MATERIAL TO PROCESS:

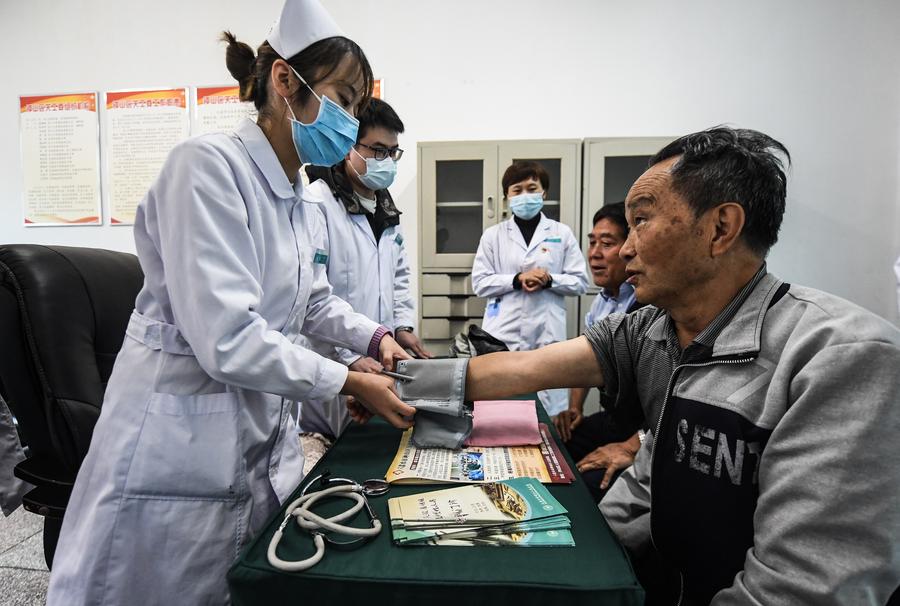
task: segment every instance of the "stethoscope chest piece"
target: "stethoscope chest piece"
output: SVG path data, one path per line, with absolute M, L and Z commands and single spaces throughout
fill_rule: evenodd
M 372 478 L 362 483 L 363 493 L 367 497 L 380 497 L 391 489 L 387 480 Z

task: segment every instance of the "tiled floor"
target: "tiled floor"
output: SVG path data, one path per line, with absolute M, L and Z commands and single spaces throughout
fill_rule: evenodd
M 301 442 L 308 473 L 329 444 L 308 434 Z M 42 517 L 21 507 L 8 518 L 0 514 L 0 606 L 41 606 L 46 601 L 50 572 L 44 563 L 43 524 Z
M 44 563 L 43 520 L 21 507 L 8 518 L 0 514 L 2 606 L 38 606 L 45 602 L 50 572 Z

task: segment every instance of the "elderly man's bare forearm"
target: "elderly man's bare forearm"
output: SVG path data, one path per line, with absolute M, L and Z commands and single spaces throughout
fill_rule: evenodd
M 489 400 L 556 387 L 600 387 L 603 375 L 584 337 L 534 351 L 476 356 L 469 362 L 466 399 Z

--

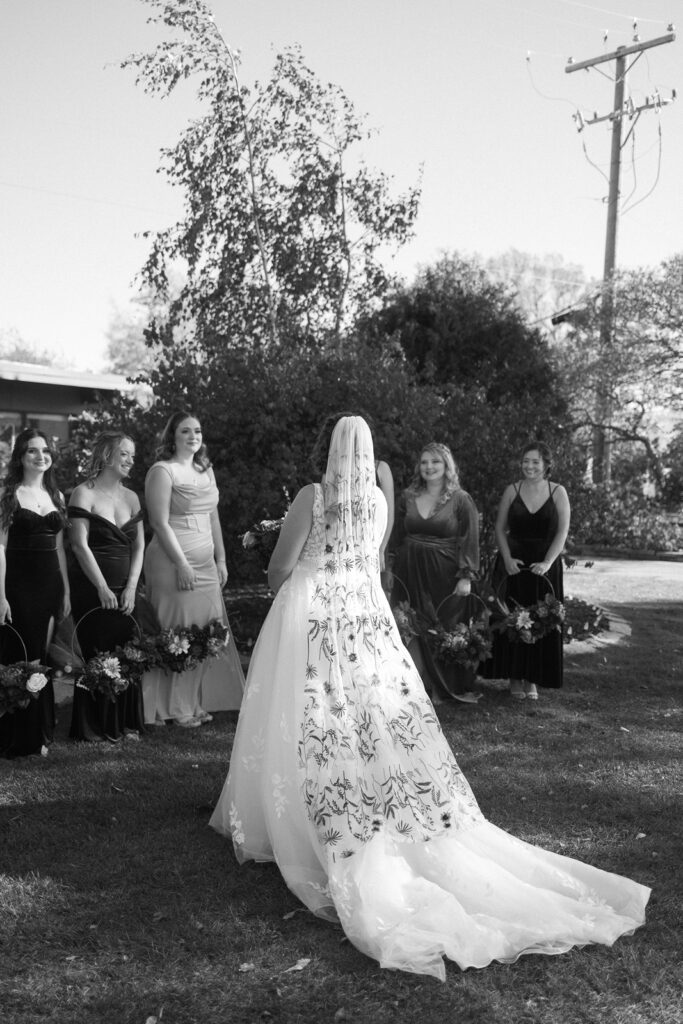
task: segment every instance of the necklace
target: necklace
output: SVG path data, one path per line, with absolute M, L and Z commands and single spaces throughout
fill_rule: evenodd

WORK ITEM: Among the lines above, find those with the string "segment" and copy them.

TASK RESULT:
task: segment every instance of the "stethoscope chest piece"
task: segment every instance of the "tiled floor"
task: segment every instance of the "elderly man's bare forearm"
task: segment every instance of the necklace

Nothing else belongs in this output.